Emi aveva solo vent’anni quando venne fucilato alle spalle, ma era già una persona con un “dono speciale”, cresciuto a Brescia in un ambiente fecondo, quello dei padri della Pace e ispirato da buone letture e buoni maestri come padre Carlo Manziana e Vittorino Chizzolini. 

Aveva più o meno la stessa età degli gli studenti della Facoltà di Scienze della formazione che, lunedì 23 maggio, hanno accettato l’invito del preside Domenico Simeone e delle docenti Daria Gabusi, Monica AmadiniLivia Cadei (Facoltà di Psicologia), Paola Zini a trascorrere una giornata sui monti del maestro e partigiano Rinaldini.

▸ **Cosa fare**: Riscrivi il brano su Emi Rinaldini cominciando da "Emi aveva solo" e finendo con "e partigiano Rinaldini.", cambiando "ambiente fecondo" in "contesto fertile".

▸ **Estratto dei record**:
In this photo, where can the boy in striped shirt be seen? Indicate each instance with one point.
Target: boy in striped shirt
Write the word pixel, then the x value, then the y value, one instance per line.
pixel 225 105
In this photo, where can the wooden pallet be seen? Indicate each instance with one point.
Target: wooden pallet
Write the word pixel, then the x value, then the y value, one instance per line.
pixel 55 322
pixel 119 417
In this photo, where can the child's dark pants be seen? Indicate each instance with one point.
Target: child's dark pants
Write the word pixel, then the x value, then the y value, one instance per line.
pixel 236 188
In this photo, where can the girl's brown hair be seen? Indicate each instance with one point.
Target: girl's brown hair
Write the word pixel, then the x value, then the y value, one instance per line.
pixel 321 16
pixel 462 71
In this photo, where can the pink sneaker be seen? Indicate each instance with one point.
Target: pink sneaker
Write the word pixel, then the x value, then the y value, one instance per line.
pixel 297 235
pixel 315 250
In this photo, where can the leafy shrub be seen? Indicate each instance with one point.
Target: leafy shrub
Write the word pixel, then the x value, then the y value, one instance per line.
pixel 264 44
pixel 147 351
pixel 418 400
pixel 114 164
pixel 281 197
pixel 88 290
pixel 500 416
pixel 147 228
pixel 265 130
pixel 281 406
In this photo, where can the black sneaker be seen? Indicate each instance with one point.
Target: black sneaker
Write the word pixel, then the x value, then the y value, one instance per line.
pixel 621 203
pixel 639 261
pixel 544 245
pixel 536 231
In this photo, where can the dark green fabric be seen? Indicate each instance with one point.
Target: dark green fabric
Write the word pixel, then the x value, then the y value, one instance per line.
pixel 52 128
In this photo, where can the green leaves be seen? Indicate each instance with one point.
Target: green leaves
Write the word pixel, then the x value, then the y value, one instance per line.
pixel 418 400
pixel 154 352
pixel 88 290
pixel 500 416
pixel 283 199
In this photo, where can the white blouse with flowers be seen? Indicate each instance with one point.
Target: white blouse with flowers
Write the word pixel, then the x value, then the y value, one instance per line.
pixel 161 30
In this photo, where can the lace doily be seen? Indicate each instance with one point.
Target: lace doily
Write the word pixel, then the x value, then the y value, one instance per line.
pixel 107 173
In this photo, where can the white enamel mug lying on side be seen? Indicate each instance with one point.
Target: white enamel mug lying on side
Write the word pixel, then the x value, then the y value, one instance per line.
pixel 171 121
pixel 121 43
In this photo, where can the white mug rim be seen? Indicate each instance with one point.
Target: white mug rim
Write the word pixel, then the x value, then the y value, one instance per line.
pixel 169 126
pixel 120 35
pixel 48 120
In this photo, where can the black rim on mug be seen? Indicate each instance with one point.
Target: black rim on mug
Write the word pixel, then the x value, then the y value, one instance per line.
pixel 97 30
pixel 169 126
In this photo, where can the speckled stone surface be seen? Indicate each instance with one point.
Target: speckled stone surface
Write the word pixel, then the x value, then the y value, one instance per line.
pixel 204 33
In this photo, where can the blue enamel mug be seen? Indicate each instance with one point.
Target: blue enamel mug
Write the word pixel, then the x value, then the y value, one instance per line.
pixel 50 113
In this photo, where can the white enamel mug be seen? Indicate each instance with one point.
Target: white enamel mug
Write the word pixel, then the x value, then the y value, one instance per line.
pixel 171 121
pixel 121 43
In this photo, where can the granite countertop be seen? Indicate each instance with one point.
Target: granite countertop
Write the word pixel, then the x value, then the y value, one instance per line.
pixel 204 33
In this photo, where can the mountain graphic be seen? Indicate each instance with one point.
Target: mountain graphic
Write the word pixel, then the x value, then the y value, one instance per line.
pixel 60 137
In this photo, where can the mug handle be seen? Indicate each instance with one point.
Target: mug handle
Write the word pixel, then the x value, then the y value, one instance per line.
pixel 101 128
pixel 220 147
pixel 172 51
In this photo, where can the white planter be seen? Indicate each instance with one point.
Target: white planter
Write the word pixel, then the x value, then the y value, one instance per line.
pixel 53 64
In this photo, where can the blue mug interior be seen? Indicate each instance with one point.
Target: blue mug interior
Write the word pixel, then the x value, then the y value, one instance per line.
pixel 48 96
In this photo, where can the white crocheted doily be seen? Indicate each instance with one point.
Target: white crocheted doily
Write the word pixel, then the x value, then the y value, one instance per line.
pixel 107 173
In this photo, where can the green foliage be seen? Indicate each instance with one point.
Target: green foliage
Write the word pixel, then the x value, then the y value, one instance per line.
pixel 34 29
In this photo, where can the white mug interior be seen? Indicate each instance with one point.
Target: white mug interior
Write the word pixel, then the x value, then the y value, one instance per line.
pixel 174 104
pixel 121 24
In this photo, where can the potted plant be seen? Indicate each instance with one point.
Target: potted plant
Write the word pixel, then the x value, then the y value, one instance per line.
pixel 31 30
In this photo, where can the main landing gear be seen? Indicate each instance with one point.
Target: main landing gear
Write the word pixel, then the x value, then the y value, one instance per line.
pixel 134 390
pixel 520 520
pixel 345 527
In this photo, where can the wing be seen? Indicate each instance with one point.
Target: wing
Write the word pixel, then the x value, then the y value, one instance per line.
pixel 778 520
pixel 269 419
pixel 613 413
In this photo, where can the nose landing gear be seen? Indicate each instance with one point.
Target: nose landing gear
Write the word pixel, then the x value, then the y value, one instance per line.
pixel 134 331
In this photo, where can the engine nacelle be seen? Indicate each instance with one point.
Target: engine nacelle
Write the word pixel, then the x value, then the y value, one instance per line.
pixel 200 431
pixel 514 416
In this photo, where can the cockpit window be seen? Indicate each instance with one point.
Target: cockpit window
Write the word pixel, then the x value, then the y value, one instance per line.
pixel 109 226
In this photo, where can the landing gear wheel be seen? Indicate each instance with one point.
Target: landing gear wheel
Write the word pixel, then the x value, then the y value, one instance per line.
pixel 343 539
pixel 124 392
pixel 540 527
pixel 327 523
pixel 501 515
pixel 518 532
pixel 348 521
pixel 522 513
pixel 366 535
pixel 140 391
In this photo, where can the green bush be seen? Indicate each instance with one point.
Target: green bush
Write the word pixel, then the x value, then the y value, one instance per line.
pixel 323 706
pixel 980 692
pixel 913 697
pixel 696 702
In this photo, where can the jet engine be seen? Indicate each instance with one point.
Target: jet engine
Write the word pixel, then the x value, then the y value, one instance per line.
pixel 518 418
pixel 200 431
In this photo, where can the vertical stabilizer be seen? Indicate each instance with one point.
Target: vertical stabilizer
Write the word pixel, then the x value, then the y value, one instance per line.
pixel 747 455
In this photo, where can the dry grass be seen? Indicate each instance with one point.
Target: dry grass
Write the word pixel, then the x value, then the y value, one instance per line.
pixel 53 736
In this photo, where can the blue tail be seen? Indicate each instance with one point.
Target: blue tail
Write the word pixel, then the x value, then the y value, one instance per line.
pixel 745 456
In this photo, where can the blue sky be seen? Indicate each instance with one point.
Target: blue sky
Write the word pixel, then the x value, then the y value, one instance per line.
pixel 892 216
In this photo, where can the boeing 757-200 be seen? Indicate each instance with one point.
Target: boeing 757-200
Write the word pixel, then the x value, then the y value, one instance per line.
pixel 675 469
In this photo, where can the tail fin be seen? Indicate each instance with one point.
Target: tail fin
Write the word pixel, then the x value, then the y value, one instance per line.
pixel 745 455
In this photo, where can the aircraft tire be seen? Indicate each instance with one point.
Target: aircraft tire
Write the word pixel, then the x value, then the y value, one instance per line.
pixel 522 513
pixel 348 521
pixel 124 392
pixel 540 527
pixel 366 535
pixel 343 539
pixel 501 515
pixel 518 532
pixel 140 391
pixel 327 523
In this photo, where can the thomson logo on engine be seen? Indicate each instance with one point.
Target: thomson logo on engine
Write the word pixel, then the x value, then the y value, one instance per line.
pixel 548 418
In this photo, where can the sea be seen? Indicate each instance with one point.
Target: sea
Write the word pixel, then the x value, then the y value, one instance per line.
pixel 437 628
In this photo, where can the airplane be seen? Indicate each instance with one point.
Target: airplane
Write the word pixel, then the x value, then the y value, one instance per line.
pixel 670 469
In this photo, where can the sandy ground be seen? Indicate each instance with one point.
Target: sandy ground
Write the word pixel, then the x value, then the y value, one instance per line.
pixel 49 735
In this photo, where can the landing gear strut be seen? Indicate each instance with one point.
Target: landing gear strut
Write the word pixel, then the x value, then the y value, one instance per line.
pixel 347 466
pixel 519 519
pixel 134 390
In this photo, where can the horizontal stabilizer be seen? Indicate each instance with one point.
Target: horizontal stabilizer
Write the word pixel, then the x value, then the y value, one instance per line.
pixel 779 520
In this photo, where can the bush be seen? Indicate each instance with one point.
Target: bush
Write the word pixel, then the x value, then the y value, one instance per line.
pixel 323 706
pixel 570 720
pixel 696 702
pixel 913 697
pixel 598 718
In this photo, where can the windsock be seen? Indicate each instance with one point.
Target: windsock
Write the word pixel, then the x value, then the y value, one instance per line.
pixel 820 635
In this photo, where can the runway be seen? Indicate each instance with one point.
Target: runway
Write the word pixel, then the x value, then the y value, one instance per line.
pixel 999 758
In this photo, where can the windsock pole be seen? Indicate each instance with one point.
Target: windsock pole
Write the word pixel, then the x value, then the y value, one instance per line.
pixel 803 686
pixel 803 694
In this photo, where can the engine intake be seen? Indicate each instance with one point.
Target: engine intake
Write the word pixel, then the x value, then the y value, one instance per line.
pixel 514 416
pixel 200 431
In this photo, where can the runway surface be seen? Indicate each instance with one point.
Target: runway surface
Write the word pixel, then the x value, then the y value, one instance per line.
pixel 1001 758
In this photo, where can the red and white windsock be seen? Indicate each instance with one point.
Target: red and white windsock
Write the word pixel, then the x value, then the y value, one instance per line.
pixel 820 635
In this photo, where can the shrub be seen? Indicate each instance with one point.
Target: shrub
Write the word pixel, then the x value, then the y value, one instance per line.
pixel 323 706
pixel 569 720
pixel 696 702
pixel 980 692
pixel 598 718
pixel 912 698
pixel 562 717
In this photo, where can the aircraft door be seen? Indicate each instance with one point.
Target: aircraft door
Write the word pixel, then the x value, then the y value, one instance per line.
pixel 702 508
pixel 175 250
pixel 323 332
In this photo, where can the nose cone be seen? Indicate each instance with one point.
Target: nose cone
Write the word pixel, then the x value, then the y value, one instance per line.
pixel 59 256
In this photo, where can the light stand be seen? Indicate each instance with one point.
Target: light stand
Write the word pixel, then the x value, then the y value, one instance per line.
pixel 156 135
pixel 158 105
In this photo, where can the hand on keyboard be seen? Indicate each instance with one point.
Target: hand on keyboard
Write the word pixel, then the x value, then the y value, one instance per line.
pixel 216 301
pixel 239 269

▸ **Risposta**:
Emi aveva solo vent’anni quando venne fucilato alle spalle, ma era già una persona con un “dono speciale”, cresciuto a Brescia in un contesto fertile, quello dei padri della Pace e ispirato da buone letture e buoni maestri come padre Carlo Manziana e Vittorino Chizzolini. 

Aveva più o meno la stessa età degli gli studenti della Facoltà di Scienze della formazione che, lunedì 23 maggio, hanno accettato l’invito del preside Domenico Simeone e delle docenti Daria Gabusi, Monica AmadiniLivia Cadei (Facoltà di Psicologia), Paola Zini a trascorrere una giornata sui monti del maestro e partigiano Rinaldini.